TEXT SHOWN
Start of Block
Saudi Arabia has bought at least 3,000 of Nvidia's H100 chips -- a $40,000 processor described by Nvidia chief Jensen Huang as "the world's first computer [chip] designed for generative AI" -- via the public research institution King Abdullah University of Science and Technology (Kaust).
The Saudi university, which, according to people close to Kaust, also owns at least 200 A100s, is building a supercomputer, Shaheen III, that will become operational this year. The machine will run 700 Grace Hoppers, Nvidia’s so-called superchips, designed for cutting-edge artificial intelligence applications.
Kaust will use these chips to build its own large language model — software that can generate humanlike text, images and code — similar to OpenAI’s GPT-4, which powers the popular chatbot ChatGPT, according to multiple sources close to the state-owned university.
End of Block
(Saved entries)
Start of Block
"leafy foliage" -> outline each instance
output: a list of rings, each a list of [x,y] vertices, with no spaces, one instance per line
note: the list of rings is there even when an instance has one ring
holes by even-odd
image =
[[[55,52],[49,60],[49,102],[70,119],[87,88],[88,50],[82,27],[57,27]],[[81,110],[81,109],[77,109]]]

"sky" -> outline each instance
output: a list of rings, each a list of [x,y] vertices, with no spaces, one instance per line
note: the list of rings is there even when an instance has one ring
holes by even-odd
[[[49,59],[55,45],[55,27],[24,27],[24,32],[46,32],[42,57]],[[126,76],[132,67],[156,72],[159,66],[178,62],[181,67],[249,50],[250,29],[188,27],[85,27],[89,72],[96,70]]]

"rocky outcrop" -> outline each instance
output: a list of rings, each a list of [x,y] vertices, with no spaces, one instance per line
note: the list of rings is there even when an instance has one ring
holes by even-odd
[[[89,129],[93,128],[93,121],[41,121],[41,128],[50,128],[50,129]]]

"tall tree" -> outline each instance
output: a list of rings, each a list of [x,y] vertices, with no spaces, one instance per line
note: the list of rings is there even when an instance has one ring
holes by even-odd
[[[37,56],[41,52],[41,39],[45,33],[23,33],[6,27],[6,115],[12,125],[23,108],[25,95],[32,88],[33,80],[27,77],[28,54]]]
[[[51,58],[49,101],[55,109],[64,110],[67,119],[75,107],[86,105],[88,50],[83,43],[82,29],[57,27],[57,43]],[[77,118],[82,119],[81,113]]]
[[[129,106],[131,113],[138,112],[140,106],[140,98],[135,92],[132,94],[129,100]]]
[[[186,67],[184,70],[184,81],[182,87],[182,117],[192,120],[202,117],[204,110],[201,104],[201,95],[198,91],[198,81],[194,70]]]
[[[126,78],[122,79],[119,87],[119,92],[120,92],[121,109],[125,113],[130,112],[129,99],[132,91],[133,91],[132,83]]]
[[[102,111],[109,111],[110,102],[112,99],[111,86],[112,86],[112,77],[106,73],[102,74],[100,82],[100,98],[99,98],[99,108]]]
End of Block
WHAT TO DO
1. According to the text about Saudi Arabia's Nvidia chip purchases, how many Grace Hopper superchips will the Shaheen III supercomputer run?
2. Write the next part of the text about Saudi Arabia's Nvidia chip purchases, picking up after its final sentence.

ANSWERS FOR EACH ITEM
1. 700

2.
The Saudi LLM is being developed by the Provable Responsible AI and Data Analytics lab at Kaust, which is primarily staffed by Chinese researchers. The Chinese are there because they have been prevented from studying and working in the US after graduating from Chinese universities on the US entity list.
The Gulf powerhouse wants to become leaders in AI as part of a cunning plan to turbocharge its economy without having to move from a medieval society socially.
Some observers are a little concerned about this cunning plan because of a fear that the oil-rich states' autocratic leaders might use the technology to make their subjects lives a misery.